Team Careers360 | March 21, 2020 | 01:56 PM IST
NEW DELHI: The Jammu and Kashmir Police has traced in Kashmir three out of four PhD students who had allegedly absconded from the quarantine centre at the Aligarh Muslim University (AMU), say reports.
The official sources told The Tribune that the three research students, two hailing from north Kashmir and one from south Kashmir, would now be shifted back to a quarantine facility. The fourth scholar who escaped from the quarantine centre in Aligarh, Uttar Pradesh, has still not been traced.
Earlier, the university was alerted by central health agencies that the three PhD students who had recently returned from the UAE were missing from the isolation ward in a Uttar Pradesh city where they had been quarantined. Local medical authorities had also offered help to AMU with finding them.
Following this, the medical authorities in Kashmir traced the students in their native villages in Anatnag and Baramulla in Kashmir. The officials told The Tribune that the students have been located and the medical teams have been sent to examine and quarantine them.
On 19 March, Dr Shariq Ali, Chief Medical Officer at AMU, wrote to the Dean Students’ Welfare, AMU, that the three Kashmiri students - Azad Ahmad Wani, Mohammad Iqbal Rather (PhD scholars in AEBM) and Bilal Ahmad Rather (PhD scholar in botany) who had visited UAE from March 4-9, 2020 and had been admitted to the UHS Isolation Ward at 4:00 pm on March 18 for quarantine were absconding since 9:45 pm on March 18.

▬▬▬▬▬▬

[BRIEF 1] Reproduce the part of the AMU quarantine news report starting with "The official sources" and going on through "with finding them.".
[BRIEF 2]
Using the AMU quarantine news report, decide whether each statement agrees with it. Answer yes or no, and quote the words that settle it.
(a) The students had visited the UAE from March 4 to March 9, 2020.
(b) All four of the scholars who left the quarantine centre have been traced.
(c) Dr Shariq Ali is the Chief Medical Officer at AMU.
[BRIEF 3] Carry the AMU quarantine news report forward from its final sentence.

[MATERIAL SUPPLIED]

▬▬▬▬▬▬

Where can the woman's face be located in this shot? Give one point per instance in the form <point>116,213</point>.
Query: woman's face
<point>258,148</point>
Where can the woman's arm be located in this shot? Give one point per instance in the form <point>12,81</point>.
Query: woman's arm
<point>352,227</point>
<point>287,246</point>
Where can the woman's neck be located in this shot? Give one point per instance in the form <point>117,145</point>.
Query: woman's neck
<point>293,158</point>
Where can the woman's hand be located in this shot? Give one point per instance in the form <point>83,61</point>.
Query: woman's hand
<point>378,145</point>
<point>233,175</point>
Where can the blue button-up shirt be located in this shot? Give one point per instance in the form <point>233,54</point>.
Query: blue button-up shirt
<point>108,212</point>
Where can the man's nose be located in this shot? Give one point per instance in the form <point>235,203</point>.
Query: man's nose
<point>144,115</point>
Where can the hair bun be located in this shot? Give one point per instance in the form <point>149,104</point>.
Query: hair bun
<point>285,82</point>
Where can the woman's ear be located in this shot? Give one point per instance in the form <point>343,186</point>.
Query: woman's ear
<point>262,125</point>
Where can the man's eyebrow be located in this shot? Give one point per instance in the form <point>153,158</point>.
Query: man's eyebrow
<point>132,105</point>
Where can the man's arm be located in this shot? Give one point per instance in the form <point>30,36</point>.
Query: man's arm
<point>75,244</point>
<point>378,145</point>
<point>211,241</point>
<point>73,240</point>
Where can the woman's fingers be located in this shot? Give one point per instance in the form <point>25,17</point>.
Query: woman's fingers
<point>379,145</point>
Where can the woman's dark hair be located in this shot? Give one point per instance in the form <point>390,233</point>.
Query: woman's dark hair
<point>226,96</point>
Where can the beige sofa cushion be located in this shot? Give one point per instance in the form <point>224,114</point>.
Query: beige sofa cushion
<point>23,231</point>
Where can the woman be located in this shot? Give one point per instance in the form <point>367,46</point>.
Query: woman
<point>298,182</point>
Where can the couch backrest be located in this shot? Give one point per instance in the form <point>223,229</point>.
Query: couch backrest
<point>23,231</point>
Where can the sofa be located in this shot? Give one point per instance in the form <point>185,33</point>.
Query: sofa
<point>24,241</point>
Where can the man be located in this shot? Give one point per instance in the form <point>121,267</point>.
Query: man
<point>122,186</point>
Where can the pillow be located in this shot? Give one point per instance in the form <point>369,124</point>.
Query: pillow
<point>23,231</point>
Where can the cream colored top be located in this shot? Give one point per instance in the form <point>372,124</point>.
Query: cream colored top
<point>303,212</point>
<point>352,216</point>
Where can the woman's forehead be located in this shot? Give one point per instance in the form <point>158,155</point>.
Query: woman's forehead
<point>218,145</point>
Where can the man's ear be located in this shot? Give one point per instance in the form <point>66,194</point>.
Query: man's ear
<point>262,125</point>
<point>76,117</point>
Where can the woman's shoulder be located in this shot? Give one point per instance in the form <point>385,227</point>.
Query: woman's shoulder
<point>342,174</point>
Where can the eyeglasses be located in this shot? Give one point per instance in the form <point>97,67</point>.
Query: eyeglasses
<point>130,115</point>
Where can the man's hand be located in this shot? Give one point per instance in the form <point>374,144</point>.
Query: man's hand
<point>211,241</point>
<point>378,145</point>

▬▬▬▬▬▬

[ANSWER 1]
The official sources told The Tribune that the three research students, two hailing from north Kashmir and one from south Kashmir, would now be shifted back to a quarantine facility. The fourth scholar who escaped from the quarantine centre in Aligarh, Uttar Pradesh, has still not been traced.
Earlier, the university was alerted by central health agencies that the three PhD students who had recently returned from the UAE were missing from the isolation ward in a Uttar Pradesh city where they had been quarantined. Local medical authorities had also offered help to AMU with finding them.

[ANSWER 2]
(a) Yes: "who had visited UAE from March 4-9, 2020"
(b) No: "The fourth scholar who escaped from the quarantine centre in Aligarh, Uttar Pradesh, has still not been traced."
(c) Yes: "Dr Shariq Ali, Chief Medical Officer at AMU"

[ANSWER 3]
The officials at airports in Srinagar and Jammu and the Jammu railway station had been alerted to check the identities of all incoming passengers and detain the three students, should they arrive at either the airport or station, for necessary quarantine.
The Indo-Asian News Service reported that the police was alert about their movement to Kashmir from Aligarh. "The scholar from Anatnag was taken away by police just an hour after he reached his home at 3 a.m.," Senior Superintendent of Police (SSP) Anantnag Sandeep Chaudhary Choudhary told IANS.
However, there are some reports that indicate that the three had voluntarily gone to a hospital and then to the local police station in Baramulla. Allegedly, the three students had left AMU due to the lack of facilities. They reached Kashmir on the night of March 20 and went to the hospital early the next morning.
Officials are now trying to trace the individuals with whom the three students might have come into contact during their journey from Aligarh to Kashmir.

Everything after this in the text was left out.